(STATED EXERCISE)
List the lines from the start of the records through the line containing "x=392 y=339", inclusive, as a numbered list with blank lines left out.

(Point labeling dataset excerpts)

▬▬▬

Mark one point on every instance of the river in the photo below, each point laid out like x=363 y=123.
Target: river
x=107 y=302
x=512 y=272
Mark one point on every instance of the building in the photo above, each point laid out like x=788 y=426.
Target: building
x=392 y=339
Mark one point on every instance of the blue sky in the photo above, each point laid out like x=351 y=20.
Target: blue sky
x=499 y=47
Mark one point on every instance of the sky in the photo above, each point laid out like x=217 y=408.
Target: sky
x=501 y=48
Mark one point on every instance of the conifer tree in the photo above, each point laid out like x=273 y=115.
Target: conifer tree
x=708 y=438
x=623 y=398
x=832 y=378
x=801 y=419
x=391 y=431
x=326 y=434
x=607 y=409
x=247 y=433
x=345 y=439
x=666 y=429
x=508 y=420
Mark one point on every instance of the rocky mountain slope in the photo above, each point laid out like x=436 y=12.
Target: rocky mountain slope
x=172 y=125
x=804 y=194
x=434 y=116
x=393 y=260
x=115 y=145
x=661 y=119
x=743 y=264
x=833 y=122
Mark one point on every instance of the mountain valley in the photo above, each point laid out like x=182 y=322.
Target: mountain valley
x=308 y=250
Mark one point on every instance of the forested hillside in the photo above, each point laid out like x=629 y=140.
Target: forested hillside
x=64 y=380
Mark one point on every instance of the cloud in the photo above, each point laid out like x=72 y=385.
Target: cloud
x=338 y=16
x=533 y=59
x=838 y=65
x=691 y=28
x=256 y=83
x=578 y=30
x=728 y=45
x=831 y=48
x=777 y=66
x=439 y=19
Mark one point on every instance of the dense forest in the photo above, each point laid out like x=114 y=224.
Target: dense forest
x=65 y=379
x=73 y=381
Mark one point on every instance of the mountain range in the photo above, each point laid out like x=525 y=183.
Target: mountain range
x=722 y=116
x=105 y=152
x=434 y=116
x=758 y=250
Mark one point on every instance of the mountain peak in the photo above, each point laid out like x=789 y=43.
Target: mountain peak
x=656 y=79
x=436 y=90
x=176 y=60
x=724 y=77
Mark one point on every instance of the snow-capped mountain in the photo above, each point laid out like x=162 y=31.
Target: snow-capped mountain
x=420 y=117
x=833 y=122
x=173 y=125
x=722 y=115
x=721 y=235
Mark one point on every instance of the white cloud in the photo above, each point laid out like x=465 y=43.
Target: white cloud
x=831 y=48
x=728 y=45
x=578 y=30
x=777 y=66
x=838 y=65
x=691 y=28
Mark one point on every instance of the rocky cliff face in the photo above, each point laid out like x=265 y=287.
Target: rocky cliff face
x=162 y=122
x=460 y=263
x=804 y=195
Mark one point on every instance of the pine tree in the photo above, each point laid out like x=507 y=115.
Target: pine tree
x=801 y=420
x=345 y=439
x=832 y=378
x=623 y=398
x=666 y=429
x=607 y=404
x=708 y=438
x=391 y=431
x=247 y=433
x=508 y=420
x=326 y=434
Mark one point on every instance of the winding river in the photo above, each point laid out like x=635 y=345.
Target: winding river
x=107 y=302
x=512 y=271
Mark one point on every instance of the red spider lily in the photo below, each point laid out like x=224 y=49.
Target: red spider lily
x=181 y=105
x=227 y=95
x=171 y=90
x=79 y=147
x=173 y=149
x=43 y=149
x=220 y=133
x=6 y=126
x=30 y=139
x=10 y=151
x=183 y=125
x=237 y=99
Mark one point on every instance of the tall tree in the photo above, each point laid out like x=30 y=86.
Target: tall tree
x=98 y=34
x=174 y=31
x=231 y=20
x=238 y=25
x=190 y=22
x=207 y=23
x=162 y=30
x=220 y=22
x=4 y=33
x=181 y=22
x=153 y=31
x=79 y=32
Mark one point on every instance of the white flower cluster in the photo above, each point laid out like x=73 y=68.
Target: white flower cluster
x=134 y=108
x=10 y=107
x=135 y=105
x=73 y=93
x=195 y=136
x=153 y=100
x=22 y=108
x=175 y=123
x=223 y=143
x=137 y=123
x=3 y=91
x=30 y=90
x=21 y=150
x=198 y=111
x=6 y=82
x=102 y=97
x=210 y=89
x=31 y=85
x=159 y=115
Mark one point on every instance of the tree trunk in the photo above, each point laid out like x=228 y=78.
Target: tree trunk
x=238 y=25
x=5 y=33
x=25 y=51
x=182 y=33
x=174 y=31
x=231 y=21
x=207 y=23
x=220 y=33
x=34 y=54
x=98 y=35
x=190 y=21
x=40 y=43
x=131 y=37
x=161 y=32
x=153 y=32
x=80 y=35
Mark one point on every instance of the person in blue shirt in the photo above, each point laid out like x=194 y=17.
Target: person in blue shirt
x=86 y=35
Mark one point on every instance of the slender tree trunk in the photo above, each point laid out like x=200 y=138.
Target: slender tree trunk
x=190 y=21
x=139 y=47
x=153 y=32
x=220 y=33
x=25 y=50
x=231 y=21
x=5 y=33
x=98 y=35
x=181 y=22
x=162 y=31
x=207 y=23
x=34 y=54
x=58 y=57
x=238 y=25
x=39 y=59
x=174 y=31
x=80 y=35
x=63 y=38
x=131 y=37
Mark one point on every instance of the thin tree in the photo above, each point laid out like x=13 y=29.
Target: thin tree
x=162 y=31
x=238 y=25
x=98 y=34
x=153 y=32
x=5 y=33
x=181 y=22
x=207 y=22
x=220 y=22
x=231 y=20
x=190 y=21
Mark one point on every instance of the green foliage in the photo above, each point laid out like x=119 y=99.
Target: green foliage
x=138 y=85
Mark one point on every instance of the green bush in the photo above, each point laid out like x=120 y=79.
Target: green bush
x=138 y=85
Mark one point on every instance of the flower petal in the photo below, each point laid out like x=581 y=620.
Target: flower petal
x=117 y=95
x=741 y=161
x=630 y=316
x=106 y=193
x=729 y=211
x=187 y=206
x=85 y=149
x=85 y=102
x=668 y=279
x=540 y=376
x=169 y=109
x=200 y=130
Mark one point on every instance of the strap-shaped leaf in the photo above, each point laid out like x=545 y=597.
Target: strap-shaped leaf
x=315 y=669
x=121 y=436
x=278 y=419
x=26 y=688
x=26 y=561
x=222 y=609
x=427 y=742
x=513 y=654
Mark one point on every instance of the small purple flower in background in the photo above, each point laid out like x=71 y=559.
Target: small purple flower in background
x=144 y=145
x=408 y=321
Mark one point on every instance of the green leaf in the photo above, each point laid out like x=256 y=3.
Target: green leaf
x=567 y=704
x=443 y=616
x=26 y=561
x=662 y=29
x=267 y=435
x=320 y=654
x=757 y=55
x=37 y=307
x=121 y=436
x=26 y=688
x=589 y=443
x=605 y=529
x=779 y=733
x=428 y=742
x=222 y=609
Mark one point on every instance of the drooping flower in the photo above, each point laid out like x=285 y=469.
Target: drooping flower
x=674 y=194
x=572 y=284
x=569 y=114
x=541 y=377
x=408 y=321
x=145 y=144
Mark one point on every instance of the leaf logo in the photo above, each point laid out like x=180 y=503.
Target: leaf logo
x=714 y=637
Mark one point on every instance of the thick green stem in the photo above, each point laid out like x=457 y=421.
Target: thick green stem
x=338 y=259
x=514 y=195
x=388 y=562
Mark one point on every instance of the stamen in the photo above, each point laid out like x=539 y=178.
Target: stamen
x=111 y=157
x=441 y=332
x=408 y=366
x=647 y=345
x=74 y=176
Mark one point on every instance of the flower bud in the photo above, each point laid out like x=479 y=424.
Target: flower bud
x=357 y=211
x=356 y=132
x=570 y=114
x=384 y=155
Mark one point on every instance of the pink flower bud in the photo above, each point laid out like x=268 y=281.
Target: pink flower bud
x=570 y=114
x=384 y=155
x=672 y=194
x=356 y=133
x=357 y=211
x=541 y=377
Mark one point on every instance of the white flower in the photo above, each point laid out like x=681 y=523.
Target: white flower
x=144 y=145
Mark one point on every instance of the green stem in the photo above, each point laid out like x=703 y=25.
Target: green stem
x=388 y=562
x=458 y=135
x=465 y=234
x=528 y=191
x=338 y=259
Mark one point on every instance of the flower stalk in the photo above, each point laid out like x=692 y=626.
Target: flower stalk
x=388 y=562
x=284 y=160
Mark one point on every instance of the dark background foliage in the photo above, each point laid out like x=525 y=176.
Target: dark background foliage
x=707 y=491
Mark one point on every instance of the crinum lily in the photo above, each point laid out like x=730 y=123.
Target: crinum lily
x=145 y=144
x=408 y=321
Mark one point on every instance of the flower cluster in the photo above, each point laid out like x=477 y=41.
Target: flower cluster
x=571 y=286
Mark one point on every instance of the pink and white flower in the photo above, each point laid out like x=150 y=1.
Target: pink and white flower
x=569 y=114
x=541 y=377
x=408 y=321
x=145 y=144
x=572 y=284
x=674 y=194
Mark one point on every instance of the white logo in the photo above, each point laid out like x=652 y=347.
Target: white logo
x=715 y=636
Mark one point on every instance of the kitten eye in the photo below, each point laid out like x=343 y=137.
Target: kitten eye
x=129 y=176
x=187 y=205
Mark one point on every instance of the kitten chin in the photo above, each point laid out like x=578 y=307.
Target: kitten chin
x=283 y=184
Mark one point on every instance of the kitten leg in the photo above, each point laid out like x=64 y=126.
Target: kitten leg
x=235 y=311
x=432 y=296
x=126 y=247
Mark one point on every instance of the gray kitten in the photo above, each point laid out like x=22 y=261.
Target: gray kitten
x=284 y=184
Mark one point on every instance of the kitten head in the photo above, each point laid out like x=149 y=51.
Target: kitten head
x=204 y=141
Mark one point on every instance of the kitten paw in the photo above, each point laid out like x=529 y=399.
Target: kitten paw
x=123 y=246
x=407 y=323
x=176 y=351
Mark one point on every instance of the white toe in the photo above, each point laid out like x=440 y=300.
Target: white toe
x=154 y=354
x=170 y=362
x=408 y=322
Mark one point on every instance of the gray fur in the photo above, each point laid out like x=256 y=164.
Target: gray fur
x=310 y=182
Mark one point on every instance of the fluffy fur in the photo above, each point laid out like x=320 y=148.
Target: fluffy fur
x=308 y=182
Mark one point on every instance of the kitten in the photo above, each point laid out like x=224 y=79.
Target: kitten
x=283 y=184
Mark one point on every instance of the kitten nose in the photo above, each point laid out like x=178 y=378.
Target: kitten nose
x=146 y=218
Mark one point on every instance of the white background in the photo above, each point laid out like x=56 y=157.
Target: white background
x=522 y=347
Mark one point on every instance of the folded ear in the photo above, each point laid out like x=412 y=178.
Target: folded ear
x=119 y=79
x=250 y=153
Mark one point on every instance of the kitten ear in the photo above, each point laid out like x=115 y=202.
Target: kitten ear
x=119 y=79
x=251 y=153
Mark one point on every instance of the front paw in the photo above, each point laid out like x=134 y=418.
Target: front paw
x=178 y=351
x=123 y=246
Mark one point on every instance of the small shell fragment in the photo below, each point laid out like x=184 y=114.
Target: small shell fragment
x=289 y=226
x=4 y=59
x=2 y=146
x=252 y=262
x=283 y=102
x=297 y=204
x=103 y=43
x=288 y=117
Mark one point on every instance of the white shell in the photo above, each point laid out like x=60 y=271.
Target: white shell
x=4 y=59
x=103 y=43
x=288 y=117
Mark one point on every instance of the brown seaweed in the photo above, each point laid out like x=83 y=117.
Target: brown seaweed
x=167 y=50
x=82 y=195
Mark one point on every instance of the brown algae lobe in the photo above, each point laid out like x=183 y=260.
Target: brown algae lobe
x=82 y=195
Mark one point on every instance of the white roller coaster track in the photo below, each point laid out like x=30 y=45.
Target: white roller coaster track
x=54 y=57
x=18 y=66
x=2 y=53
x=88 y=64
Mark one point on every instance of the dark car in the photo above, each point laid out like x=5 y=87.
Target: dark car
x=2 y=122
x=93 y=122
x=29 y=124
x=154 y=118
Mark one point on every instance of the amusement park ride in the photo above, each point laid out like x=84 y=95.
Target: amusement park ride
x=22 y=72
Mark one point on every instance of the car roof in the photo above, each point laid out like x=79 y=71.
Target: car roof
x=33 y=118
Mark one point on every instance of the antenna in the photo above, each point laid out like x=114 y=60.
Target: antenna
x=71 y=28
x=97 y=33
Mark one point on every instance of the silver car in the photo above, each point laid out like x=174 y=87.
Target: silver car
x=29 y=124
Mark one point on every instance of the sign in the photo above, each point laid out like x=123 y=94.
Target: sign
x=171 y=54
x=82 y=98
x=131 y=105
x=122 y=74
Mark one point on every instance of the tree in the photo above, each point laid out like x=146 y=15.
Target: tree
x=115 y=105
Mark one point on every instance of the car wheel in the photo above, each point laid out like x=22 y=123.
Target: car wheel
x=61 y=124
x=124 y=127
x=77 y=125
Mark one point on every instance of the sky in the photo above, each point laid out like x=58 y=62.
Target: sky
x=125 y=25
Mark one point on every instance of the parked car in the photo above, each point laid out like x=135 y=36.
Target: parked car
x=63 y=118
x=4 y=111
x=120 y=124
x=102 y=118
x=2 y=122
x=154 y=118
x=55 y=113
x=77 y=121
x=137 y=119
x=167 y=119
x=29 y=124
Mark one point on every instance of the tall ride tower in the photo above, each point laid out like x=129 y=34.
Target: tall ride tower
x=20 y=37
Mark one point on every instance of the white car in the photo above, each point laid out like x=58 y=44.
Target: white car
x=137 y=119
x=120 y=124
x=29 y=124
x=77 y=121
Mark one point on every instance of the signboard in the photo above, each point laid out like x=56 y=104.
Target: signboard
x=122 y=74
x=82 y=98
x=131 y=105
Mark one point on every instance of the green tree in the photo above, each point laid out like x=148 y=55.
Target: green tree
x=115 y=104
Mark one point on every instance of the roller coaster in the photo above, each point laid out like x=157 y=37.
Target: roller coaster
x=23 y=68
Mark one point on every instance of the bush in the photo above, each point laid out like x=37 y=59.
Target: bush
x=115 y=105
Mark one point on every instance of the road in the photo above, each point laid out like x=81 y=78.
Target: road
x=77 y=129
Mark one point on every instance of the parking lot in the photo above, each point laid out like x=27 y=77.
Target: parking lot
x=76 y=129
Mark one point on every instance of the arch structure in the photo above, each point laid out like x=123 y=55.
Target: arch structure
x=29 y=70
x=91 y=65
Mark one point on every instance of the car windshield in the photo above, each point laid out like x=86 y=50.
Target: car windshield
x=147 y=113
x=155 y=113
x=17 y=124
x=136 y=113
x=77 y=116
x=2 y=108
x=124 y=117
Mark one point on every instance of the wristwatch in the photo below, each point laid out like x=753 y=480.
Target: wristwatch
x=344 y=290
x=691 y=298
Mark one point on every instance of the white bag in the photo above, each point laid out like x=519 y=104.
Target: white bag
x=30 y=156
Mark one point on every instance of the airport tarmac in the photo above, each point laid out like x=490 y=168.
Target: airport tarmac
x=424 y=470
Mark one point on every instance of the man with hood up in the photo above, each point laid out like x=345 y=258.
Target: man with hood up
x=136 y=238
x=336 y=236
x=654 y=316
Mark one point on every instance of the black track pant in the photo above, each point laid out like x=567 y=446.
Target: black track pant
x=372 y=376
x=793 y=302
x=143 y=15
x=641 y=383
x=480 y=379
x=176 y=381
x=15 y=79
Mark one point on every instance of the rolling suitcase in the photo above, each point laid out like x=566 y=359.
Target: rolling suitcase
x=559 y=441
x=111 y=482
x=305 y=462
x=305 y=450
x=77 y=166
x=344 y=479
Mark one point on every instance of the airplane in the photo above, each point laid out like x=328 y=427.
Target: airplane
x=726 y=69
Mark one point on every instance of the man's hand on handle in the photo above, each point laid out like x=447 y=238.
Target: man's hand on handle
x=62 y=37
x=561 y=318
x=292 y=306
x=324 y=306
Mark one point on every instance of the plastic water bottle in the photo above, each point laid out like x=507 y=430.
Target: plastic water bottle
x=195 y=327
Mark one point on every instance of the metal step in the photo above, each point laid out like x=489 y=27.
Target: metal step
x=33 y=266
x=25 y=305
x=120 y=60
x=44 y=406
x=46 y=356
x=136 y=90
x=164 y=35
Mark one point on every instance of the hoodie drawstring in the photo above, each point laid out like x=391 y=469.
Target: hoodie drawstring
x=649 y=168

▬▬▬

(COMPLETE OUTPUT)
1. Mark one point on every instance of the river in the photo below, each point laid out like x=363 y=123.
2. Target: river
3. x=107 y=302
4. x=512 y=272
5. Mark one point on every instance of the building in the photo above, each point laid out like x=788 y=426.
6. Target: building
7. x=392 y=339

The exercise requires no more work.